### Exercise:
After locating the line with "Practice step: pin every instance of the black", reproduce it and all following lines of the listing below exactly, stopping only at the final line.

....

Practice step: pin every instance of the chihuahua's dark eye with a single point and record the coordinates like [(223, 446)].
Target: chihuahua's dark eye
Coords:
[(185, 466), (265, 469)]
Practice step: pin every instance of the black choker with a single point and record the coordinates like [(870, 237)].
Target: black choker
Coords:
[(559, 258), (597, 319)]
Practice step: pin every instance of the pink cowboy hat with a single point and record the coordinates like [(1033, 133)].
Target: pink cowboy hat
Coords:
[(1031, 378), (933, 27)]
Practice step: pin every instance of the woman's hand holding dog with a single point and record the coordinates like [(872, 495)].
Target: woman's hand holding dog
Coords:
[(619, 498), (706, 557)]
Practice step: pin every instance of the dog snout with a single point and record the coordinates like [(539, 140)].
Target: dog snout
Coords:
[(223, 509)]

....

### Completed task:
Practice step: pin every instance of the black choker with a single point and record the coordinates like [(870, 237)].
Target: black choker
Coords:
[(559, 258), (597, 319)]
Practice step: pin every instance of the pink cowboy hat with a single point and record the coordinates like [(1033, 133)].
Target: pink cowboy hat
Coords:
[(1031, 378), (933, 27)]
Practice step: pin every instance of the woman's hand holding dog with a single point and record the coordinates like [(872, 495)].
Target: woman's hand holding dog
Coords:
[(619, 498), (706, 557)]
Practice step: pin every instance of the dog snout with a single point and record the coordinates like [(539, 140)].
Target: dog snout
Coords:
[(223, 509)]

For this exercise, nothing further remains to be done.